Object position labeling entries
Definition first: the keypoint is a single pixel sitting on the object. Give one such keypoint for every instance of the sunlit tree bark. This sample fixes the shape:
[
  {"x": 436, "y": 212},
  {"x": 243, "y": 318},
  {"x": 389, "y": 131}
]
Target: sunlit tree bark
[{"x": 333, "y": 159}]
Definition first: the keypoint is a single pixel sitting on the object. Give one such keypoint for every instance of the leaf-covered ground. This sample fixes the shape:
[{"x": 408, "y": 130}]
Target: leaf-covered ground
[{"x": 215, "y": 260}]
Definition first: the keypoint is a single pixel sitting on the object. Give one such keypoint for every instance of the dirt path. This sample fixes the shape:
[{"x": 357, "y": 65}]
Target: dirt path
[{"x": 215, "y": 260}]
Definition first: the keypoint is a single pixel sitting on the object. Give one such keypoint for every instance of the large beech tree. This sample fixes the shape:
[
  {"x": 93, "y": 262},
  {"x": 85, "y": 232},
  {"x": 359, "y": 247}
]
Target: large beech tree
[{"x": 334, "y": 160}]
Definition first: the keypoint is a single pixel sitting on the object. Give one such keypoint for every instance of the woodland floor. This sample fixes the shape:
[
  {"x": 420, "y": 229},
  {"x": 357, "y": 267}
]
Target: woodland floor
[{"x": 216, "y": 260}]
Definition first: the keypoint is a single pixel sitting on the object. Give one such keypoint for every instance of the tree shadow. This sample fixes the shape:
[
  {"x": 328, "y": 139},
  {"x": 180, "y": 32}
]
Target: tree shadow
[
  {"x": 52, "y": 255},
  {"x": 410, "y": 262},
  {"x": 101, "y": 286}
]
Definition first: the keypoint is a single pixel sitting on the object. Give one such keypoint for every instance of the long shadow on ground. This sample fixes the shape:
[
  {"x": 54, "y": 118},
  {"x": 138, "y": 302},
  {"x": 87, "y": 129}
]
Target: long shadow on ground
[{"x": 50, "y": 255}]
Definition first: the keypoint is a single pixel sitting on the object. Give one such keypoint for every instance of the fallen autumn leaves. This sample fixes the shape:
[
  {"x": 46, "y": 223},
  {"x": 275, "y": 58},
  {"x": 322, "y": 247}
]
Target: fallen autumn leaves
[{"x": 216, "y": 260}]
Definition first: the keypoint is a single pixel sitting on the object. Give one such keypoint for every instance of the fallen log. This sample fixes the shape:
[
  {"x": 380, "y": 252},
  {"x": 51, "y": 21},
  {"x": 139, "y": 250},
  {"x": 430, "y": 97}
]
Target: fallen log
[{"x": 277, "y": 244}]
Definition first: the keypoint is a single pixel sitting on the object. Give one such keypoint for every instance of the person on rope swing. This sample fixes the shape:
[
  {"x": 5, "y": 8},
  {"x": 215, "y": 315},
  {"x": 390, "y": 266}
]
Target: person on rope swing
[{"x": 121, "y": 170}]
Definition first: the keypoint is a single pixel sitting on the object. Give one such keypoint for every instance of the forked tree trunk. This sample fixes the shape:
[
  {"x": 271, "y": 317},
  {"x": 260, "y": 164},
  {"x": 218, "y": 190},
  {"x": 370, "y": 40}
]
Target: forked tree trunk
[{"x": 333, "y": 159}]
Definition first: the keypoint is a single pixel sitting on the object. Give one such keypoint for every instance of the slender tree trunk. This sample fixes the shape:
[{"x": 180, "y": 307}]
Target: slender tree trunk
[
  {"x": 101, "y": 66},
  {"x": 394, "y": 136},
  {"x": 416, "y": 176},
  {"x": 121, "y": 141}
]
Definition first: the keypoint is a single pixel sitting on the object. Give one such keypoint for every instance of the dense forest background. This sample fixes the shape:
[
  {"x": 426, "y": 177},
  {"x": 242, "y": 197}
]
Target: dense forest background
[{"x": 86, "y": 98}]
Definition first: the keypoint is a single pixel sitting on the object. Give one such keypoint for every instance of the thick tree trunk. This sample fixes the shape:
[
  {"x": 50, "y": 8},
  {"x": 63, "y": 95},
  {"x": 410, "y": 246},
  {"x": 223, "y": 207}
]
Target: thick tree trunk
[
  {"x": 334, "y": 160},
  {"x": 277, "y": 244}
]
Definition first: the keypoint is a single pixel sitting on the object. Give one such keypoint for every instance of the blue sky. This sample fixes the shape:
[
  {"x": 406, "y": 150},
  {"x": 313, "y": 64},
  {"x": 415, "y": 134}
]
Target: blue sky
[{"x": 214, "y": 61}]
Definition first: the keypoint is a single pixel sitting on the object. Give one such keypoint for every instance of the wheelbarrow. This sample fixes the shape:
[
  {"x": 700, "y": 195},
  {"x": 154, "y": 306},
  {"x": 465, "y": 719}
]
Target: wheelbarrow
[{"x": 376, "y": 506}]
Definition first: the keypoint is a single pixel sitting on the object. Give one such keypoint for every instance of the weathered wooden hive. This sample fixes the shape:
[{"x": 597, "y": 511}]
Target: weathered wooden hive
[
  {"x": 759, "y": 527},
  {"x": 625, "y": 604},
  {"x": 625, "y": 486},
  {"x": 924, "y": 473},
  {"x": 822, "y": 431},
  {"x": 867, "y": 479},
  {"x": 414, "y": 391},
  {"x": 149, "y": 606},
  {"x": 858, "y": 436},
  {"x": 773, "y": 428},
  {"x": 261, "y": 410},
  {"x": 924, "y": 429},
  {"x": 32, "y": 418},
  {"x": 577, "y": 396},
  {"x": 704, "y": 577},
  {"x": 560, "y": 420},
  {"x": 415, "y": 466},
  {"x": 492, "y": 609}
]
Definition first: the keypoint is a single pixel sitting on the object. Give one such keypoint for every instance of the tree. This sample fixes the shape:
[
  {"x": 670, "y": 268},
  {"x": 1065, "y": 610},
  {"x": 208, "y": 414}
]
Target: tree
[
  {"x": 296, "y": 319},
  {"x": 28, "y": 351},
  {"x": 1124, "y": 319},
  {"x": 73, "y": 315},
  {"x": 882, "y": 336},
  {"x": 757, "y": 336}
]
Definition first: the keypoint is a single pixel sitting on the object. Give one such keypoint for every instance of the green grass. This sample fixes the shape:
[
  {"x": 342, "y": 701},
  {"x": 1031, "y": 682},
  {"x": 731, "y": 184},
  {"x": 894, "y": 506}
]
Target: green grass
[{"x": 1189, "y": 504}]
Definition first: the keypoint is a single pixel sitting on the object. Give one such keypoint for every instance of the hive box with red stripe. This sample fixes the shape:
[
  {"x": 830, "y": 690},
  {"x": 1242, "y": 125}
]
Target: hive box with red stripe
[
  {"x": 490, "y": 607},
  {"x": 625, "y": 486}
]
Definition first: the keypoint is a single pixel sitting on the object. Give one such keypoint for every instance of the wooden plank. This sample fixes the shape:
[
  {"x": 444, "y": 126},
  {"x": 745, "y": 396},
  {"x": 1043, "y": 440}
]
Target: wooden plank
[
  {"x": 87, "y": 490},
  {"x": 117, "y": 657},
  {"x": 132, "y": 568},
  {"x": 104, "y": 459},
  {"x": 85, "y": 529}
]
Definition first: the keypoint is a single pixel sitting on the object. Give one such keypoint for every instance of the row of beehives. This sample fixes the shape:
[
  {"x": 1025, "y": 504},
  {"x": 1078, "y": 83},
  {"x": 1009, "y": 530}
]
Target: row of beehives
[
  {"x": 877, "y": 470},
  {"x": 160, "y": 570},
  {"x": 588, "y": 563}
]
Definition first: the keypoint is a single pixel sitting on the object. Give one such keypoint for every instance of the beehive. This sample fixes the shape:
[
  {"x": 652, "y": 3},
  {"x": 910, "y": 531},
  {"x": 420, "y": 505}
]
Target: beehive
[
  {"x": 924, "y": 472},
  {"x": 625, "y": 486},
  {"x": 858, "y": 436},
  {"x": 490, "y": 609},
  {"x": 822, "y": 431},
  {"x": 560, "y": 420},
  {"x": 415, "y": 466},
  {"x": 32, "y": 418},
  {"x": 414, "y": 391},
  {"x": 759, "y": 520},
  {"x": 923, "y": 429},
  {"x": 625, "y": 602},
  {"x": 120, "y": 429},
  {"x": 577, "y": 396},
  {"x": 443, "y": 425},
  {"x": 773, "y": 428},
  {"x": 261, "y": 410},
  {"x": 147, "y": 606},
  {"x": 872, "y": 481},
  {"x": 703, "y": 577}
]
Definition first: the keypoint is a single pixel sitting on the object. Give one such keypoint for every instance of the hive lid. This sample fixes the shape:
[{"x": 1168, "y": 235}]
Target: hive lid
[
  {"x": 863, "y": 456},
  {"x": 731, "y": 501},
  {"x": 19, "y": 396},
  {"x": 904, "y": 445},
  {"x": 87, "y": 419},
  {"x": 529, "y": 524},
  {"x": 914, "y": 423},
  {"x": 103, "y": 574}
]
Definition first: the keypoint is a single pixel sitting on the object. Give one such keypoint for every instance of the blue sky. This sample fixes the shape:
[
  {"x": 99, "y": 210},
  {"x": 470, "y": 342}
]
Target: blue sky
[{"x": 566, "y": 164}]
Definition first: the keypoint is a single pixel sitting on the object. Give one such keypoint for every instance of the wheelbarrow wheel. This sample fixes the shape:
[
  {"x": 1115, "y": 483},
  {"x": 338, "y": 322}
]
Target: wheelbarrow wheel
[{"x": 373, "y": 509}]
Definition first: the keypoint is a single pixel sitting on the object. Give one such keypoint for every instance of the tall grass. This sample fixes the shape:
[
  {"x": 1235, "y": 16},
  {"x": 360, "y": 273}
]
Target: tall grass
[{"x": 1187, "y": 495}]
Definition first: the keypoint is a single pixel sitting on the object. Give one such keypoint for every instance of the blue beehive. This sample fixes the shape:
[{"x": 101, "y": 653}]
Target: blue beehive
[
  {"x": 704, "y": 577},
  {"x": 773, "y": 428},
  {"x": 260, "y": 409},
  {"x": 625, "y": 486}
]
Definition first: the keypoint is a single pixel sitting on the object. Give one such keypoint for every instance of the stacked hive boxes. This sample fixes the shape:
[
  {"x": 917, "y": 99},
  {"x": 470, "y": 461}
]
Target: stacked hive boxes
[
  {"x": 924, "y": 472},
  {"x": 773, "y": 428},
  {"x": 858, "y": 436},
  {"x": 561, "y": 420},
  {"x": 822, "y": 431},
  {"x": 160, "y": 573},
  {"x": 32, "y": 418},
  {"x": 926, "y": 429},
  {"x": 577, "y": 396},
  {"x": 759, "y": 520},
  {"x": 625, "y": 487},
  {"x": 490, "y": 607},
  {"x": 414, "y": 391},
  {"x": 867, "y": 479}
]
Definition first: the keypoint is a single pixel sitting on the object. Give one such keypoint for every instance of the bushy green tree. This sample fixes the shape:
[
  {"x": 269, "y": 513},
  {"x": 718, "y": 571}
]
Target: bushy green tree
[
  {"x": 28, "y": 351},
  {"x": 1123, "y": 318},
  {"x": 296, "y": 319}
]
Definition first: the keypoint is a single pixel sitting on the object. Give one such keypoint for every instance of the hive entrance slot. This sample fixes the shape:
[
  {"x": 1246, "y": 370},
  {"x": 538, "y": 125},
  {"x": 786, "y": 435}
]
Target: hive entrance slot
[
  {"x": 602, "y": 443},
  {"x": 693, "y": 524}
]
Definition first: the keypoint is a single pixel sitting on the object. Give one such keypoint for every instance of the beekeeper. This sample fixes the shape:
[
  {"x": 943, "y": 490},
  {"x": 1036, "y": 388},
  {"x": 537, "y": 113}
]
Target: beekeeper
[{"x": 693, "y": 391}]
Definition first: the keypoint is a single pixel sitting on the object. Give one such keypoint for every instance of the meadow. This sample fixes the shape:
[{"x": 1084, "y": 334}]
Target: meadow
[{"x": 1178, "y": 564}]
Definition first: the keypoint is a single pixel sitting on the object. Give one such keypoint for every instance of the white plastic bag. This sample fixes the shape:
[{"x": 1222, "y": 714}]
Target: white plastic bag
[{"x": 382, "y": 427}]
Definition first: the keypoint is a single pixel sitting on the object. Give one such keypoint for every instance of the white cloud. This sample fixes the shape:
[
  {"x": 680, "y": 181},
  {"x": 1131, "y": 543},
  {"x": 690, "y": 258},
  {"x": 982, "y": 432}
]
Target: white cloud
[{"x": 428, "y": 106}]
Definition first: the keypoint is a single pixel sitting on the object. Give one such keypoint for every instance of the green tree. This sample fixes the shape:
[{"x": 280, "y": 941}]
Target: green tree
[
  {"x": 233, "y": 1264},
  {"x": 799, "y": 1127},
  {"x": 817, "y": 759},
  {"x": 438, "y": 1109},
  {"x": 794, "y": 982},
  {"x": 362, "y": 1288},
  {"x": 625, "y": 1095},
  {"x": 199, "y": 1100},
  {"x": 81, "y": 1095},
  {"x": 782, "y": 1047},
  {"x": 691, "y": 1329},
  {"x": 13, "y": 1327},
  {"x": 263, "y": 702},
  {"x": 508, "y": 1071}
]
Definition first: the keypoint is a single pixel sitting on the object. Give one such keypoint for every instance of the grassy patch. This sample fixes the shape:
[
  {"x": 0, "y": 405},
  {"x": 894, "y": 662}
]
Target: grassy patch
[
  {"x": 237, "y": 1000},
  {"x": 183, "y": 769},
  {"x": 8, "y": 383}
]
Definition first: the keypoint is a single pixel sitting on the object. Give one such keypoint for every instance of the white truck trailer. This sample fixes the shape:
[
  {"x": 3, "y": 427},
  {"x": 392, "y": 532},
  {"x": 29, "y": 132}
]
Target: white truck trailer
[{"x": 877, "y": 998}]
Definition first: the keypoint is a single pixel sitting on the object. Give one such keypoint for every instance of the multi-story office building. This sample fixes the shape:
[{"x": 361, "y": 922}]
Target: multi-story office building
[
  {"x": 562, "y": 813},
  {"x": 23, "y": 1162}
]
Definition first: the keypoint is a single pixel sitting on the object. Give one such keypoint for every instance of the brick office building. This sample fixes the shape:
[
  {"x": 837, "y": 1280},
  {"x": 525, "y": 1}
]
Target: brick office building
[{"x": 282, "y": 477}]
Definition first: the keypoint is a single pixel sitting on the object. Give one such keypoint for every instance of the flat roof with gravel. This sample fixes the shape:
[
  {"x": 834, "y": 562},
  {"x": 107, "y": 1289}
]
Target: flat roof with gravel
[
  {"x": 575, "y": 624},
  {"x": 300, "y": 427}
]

### WHAT YOU HAVE TO DO:
Reproduce the lines word for word, starting at the one holding "of the grassy" and ending at the final line of the material above.

### RESPONSE TO THIS TASK:
Definition first: the keypoint is a single pixel sitting on the object. Give one such keypoint for every instance of the grassy patch. This sample fixes the shape:
[
  {"x": 0, "y": 405},
  {"x": 894, "y": 662}
]
Target: grassy patch
[
  {"x": 237, "y": 1000},
  {"x": 183, "y": 769},
  {"x": 8, "y": 383}
]
Definition first: the keypoint is a single pixel sitting on the object. Give one such keypoint for every instance of the white truck trailer. This sample fixes the shape:
[
  {"x": 3, "y": 427},
  {"x": 392, "y": 532},
  {"x": 29, "y": 132}
]
Target: white truck trailer
[{"x": 877, "y": 998}]
Definition first: the keypoint is a single pixel sitting on the object. Give one such keypoint for every instance of the multi-story office building. This sample fixes the shape:
[{"x": 361, "y": 922}]
Target: multi-story office building
[
  {"x": 562, "y": 813},
  {"x": 23, "y": 1162}
]
Definition first: the keypoint is a single pixel sitting on the object. Give one such keypoint for every instance of the brick office building. This sample fixes the shape:
[
  {"x": 837, "y": 1280},
  {"x": 525, "y": 1}
]
Target: brick office building
[{"x": 282, "y": 477}]
Definition first: the keypoint is a single pixel sitting on the object. Give one such keypoint for every instance of the flat roof with gravel. This sample fixes the shape:
[
  {"x": 834, "y": 562},
  {"x": 107, "y": 1289}
]
Target: flat roof with gravel
[
  {"x": 575, "y": 624},
  {"x": 300, "y": 427}
]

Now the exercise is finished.